## Exercise directions
Return, word for word, the lines of the records that run from the line containing "Note to the class: we label each instance of the grassy" through the line containing "pixel 232 177", with both of those lines included.

## Records from a point labeling set
— begin —
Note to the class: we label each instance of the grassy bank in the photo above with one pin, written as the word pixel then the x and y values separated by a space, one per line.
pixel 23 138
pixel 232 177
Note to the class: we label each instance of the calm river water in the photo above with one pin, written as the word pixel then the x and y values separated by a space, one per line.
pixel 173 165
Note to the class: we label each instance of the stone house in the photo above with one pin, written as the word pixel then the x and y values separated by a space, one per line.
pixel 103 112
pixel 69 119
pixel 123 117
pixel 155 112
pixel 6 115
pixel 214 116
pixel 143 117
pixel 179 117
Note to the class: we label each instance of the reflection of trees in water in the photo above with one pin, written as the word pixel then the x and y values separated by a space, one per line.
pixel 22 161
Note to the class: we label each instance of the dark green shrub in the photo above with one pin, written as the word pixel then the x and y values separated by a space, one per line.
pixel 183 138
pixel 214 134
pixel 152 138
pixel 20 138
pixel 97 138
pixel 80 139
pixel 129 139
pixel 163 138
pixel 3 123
— end —
— begin —
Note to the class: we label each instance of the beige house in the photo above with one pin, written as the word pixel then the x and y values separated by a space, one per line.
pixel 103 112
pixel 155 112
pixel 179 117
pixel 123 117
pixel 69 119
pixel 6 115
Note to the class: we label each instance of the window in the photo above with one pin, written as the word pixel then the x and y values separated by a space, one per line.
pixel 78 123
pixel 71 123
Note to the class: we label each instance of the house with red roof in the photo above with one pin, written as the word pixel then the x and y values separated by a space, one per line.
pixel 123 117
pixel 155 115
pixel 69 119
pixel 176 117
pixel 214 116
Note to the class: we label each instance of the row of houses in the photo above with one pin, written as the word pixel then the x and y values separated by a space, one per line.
— end —
## Worked solution
Note to the class: we label each instance of the grassy bank in the photo above with one pin, written as the word pixel then the x and y values separated by a space, one per line.
pixel 23 138
pixel 232 177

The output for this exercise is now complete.